## Stored entries
::::
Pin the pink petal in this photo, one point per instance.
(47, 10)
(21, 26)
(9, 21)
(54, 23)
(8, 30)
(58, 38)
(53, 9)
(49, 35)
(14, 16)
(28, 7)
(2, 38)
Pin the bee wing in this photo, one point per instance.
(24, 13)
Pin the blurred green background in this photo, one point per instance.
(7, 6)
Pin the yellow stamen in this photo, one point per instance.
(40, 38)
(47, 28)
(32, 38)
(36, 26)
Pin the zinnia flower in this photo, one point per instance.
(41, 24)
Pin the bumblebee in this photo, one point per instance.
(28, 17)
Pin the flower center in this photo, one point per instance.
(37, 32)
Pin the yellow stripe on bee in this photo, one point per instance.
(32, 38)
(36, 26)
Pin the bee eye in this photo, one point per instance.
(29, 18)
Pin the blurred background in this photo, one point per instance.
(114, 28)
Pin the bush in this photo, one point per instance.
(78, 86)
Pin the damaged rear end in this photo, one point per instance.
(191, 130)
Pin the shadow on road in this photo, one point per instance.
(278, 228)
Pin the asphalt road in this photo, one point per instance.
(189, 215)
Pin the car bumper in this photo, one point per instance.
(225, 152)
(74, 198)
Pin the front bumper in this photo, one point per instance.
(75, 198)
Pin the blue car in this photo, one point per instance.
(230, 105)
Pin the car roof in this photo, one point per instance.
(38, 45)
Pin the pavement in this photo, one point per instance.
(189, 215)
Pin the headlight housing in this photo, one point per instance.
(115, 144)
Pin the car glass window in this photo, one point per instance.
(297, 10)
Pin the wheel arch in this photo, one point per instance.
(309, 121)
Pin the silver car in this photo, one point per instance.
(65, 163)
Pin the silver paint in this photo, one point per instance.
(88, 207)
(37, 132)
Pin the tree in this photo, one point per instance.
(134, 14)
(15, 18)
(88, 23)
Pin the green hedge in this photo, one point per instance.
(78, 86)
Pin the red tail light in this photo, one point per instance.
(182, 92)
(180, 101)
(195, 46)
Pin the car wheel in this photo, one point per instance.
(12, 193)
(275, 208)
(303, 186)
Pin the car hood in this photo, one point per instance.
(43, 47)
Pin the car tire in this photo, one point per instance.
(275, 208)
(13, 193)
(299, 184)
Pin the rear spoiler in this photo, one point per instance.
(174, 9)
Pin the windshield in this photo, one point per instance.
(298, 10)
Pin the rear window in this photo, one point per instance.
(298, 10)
::::
## Task brief
Output each line of the entries exactly, so that nothing is lost.

## The answer
Pin the pink petal in this photo, one point per instance.
(47, 10)
(21, 26)
(9, 21)
(54, 23)
(8, 30)
(58, 38)
(53, 9)
(49, 35)
(14, 16)
(28, 7)
(2, 38)
Pin the bee wing in this photo, one point per instance.
(24, 13)
Pin the blurred green background in this photo, one point per instance.
(7, 6)
Pin the yellow stamen in this photo, one point per instance.
(40, 38)
(47, 28)
(32, 38)
(36, 26)
Pin the zinnia flower in this photo, one point per instance.
(41, 24)
Pin the bumblebee in this photo, one point per instance.
(28, 17)
Pin the flower center in this photo, one point per instance.
(37, 32)
Pin the yellow stripe on bee in this photo, one point per instance.
(32, 38)
(36, 26)
Pin the bee eye in this photo, one point per instance.
(29, 18)
Pin the blurred background in this photo, one point per instance.
(114, 28)
Pin the bush in this photo, one point per instance.
(78, 86)
Pin the damaged rear end in this photo, one point per instance.
(191, 130)
Pin the shadow on road in this photo, one point per instance.
(278, 228)
Pin the asphalt road in this photo, one point per instance.
(189, 215)
Pin the car bumper in this photo, one point per instance.
(225, 152)
(74, 198)
Pin the front bumper in this photo, one point per instance.
(75, 198)
Pin the blue car in this photo, one point per instance.
(230, 105)
Pin the car roof in this photo, one point per instance.
(38, 45)
Pin the pavement in this photo, one point per instance.
(189, 215)
Pin the headlight housing in this photo, one point per instance.
(115, 144)
Pin the car glass window in this photo, one point per instance.
(297, 10)
Pin the wheel arch in this photo, one point per instance.
(309, 121)
Pin the silver car in this photo, one point per instance.
(65, 163)
Pin the silver paint in this photo, one point per instance.
(88, 207)
(37, 132)
Pin the tree in this photo, one point per instance.
(134, 14)
(15, 18)
(88, 23)
Pin the green hedge in this photo, one point per instance.
(78, 86)
Pin the red tail light in this photo, one point per instance.
(182, 92)
(180, 101)
(195, 46)
Pin the car wheel in this photo, one point per instance.
(12, 193)
(275, 208)
(303, 186)
Pin the car hood in this photo, one point per instance.
(43, 47)
Pin the car tire in this photo, one point per instance.
(275, 208)
(13, 193)
(299, 184)
Pin the rear spoiler in this photo, one point per instance.
(174, 9)
Pin the windshield in this photo, one point per instance.
(298, 10)
Pin the rear window in this photo, one point per instance.
(298, 10)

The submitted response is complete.